- _Problem_
Every record must be written out once more, with nothing added or omitted.

- _Information shown_
####################

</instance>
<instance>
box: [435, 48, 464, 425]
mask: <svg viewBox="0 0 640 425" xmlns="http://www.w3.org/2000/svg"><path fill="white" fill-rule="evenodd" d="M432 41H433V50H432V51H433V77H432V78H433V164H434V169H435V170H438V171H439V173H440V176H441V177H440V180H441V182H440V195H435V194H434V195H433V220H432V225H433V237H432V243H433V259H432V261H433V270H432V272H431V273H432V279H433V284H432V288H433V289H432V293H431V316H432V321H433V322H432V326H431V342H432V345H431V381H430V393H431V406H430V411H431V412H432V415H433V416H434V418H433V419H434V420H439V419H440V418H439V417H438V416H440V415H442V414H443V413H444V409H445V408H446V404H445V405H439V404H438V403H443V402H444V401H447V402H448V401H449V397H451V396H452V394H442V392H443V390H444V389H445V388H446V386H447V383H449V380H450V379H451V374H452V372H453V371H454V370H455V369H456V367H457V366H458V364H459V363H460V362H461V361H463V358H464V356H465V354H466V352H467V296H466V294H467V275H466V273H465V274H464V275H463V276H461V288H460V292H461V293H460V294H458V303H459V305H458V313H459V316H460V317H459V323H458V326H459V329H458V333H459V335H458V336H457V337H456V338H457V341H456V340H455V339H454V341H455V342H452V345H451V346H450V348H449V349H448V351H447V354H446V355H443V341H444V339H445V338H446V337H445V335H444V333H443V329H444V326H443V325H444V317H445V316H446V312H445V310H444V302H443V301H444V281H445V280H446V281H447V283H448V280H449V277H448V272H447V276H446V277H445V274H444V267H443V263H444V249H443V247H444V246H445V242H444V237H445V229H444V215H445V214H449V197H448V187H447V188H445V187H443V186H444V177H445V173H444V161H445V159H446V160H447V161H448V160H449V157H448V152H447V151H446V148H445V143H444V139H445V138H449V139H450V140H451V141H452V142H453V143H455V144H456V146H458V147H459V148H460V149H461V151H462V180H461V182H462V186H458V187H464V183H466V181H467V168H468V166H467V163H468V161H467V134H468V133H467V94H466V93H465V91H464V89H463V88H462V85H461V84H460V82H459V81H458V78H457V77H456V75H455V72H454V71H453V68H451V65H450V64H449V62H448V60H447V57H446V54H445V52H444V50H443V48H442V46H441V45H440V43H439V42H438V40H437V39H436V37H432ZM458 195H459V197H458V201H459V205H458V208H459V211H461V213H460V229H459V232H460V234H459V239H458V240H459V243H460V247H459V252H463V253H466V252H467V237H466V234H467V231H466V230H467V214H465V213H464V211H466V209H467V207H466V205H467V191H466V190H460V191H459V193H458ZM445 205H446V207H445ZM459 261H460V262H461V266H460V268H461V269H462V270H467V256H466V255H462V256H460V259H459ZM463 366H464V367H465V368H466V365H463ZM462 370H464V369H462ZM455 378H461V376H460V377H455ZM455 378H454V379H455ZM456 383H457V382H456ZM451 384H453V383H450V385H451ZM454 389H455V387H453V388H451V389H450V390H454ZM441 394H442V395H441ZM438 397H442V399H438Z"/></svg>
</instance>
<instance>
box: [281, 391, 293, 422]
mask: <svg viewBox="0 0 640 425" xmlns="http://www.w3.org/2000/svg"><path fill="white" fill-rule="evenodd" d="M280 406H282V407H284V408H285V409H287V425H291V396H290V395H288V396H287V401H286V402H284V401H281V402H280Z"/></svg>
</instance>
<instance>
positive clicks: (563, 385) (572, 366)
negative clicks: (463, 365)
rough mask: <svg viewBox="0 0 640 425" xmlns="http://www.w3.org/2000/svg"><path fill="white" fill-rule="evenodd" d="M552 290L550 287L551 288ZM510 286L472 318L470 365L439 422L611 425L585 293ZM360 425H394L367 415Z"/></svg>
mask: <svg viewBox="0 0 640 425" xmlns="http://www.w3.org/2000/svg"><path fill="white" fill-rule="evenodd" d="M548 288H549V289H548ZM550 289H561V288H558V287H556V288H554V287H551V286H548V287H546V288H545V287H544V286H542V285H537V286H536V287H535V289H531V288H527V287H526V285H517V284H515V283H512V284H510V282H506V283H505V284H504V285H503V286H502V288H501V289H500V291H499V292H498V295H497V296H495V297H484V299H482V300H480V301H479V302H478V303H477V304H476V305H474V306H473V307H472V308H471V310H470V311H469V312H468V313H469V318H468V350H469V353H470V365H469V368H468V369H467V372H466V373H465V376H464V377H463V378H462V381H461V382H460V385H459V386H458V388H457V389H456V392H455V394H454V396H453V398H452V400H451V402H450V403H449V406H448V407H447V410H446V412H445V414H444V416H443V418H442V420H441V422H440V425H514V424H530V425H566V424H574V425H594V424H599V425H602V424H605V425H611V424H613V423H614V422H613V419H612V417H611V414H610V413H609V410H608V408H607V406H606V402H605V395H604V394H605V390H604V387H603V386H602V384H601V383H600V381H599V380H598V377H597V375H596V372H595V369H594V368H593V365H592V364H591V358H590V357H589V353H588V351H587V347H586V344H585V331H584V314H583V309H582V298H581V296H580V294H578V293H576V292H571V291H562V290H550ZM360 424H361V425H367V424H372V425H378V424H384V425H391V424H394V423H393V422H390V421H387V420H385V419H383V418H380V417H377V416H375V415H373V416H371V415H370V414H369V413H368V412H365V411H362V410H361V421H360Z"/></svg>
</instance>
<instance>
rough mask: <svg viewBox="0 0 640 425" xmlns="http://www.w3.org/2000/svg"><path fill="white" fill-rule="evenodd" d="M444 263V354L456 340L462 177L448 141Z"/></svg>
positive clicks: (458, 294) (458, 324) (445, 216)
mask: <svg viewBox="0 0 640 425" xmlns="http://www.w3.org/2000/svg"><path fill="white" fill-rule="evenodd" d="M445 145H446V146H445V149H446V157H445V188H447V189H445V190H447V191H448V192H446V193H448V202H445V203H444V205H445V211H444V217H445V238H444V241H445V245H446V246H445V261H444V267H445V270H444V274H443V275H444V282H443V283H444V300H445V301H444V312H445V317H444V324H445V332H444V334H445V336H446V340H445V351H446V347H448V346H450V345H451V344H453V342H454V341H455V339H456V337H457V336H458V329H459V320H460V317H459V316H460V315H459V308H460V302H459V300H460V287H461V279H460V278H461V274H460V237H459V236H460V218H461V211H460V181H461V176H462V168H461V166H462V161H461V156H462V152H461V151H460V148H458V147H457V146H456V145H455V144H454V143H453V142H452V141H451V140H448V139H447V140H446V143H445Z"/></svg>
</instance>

####################

- _Problem solution_
</instance>
<instance>
box: [435, 48, 464, 425]
mask: <svg viewBox="0 0 640 425" xmlns="http://www.w3.org/2000/svg"><path fill="white" fill-rule="evenodd" d="M432 41H433V50H432V51H433V77H432V78H433V164H434V169H435V170H438V171H439V173H440V176H441V177H440V180H441V182H440V195H435V194H434V195H433V220H432V225H433V237H432V243H433V259H432V261H433V270H432V272H431V273H432V279H433V284H432V288H433V289H432V293H431V316H432V321H433V322H432V326H431V342H432V345H431V381H430V393H431V406H430V411H431V412H432V415H433V416H434V418H433V419H434V420H439V419H440V418H439V417H438V416H440V415H442V414H443V413H444V409H445V408H446V404H445V405H439V404H438V403H443V402H444V401H447V402H448V401H449V397H451V396H452V394H442V392H443V390H444V389H445V388H446V386H447V383H449V380H450V379H451V374H452V372H453V371H454V370H455V369H456V367H457V366H458V364H459V363H460V362H461V361H463V358H464V356H465V354H466V352H467V296H466V294H467V275H466V273H465V274H464V275H463V276H461V288H460V292H461V293H460V294H458V303H459V305H458V313H459V316H460V317H459V323H458V326H459V329H458V333H459V335H458V336H457V337H456V338H457V341H456V340H455V339H454V341H455V342H452V345H451V346H450V348H449V349H448V351H447V354H446V355H443V341H444V339H445V338H446V337H445V335H444V333H443V329H444V326H443V325H444V317H445V316H446V312H445V310H444V302H443V301H444V281H445V280H446V281H447V283H448V280H449V277H448V272H447V276H446V277H445V274H444V267H443V263H444V249H443V247H444V246H445V242H444V237H445V229H444V215H445V214H449V197H448V187H447V188H445V187H443V186H444V177H445V173H444V161H445V159H446V160H447V161H448V160H449V157H448V152H447V151H446V148H445V143H444V139H445V138H449V139H450V140H451V141H452V142H453V143H455V144H456V146H458V147H459V148H460V149H461V151H462V180H461V182H462V186H458V187H464V183H466V181H467V168H468V166H467V163H468V161H467V134H468V133H467V94H466V93H465V91H464V89H463V88H462V85H461V84H460V82H459V81H458V78H457V77H456V75H455V72H454V71H453V68H451V65H450V64H449V62H448V60H447V57H446V54H445V52H444V50H443V48H442V46H441V45H440V43H439V42H438V40H437V39H436V37H432ZM458 195H459V197H458V201H459V205H458V208H459V211H461V213H460V229H459V232H460V234H459V239H458V240H459V243H460V247H459V252H463V253H466V252H467V237H466V234H467V231H466V230H467V214H465V213H464V211H466V209H467V207H466V205H467V191H466V190H460V191H459V193H458ZM445 205H446V207H445ZM459 261H460V262H461V266H460V268H461V269H462V270H467V256H466V255H462V256H460V259H459ZM463 366H464V367H465V368H466V365H463ZM462 370H464V369H462ZM455 378H461V376H460V377H455ZM455 378H454V379H455ZM456 383H457V382H456ZM451 384H453V383H450V385H451ZM454 389H455V387H453V388H451V389H450V390H454ZM441 394H442V395H441ZM438 397H442V399H438Z"/></svg>
</instance>
<instance>
box: [281, 391, 293, 422]
mask: <svg viewBox="0 0 640 425" xmlns="http://www.w3.org/2000/svg"><path fill="white" fill-rule="evenodd" d="M280 406H282V407H284V408H285V409H287V425H291V396H290V395H288V396H287V401H286V402H284V401H281V402H280Z"/></svg>
</instance>
<instance>
positive clicks: (563, 385) (572, 366)
negative clicks: (463, 365)
rough mask: <svg viewBox="0 0 640 425" xmlns="http://www.w3.org/2000/svg"><path fill="white" fill-rule="evenodd" d="M552 290L550 287L551 288ZM510 286L472 318L470 365L439 422L611 425L585 293ZM360 425H394L367 415Z"/></svg>
mask: <svg viewBox="0 0 640 425" xmlns="http://www.w3.org/2000/svg"><path fill="white" fill-rule="evenodd" d="M548 288H549V289H548ZM550 289H561V288H558V287H556V288H554V287H551V286H548V287H546V288H545V287H544V286H542V285H537V286H536V287H535V289H531V288H527V287H526V285H517V284H515V283H512V284H510V282H506V283H505V284H504V285H503V286H502V288H501V289H500V291H499V292H498V295H497V296H495V297H484V299H482V300H480V301H479V302H478V303H477V304H476V305H474V306H473V307H472V308H471V310H470V311H469V312H468V313H469V318H468V350H469V353H470V365H469V368H468V369H467V372H466V373H465V376H464V377H463V378H462V381H461V382H460V385H459V386H458V388H457V389H456V392H455V394H454V396H453V398H452V400H451V402H450V403H449V406H448V407H447V410H446V412H445V414H444V416H443V418H442V420H441V422H440V425H514V424H530V425H566V424H574V425H594V424H599V425H602V424H605V425H611V424H613V423H614V422H613V419H612V417H611V414H610V413H609V410H608V408H607V406H606V402H605V395H604V394H605V390H604V387H603V386H602V384H601V383H600V381H599V380H598V377H597V375H596V372H595V369H594V368H593V365H592V364H591V358H590V357H589V353H588V351H587V347H586V344H585V331H584V314H583V309H582V298H581V296H580V294H578V293H576V292H571V291H562V290H550ZM360 424H361V425H367V424H372V425H378V424H384V425H391V424H394V423H393V422H390V421H387V420H385V419H383V418H380V417H377V416H375V415H373V416H371V415H370V414H369V413H368V412H365V411H362V410H361V421H360Z"/></svg>
</instance>
<instance>
rough mask: <svg viewBox="0 0 640 425" xmlns="http://www.w3.org/2000/svg"><path fill="white" fill-rule="evenodd" d="M444 263V354L456 340L462 177L448 141Z"/></svg>
positive clicks: (458, 294) (458, 324) (445, 216)
mask: <svg viewBox="0 0 640 425" xmlns="http://www.w3.org/2000/svg"><path fill="white" fill-rule="evenodd" d="M445 145H446V146H445V149H446V157H445V188H447V189H445V190H447V191H448V192H446V193H448V202H445V203H444V205H445V211H444V217H445V238H444V241H445V245H446V246H445V261H444V267H445V270H444V274H443V275H444V282H443V283H444V300H445V301H444V312H445V317H444V324H445V332H444V334H445V336H446V340H445V351H446V347H448V346H450V345H451V344H453V342H454V341H455V339H456V337H457V336H458V329H459V320H460V317H459V316H460V315H459V308H460V302H459V300H460V287H461V279H460V278H461V274H460V237H459V236H460V218H461V211H460V181H461V176H462V168H461V166H462V161H461V156H462V152H461V151H460V148H458V147H457V146H456V145H455V144H454V143H453V142H452V141H451V140H448V139H447V140H446V143H445Z"/></svg>
</instance>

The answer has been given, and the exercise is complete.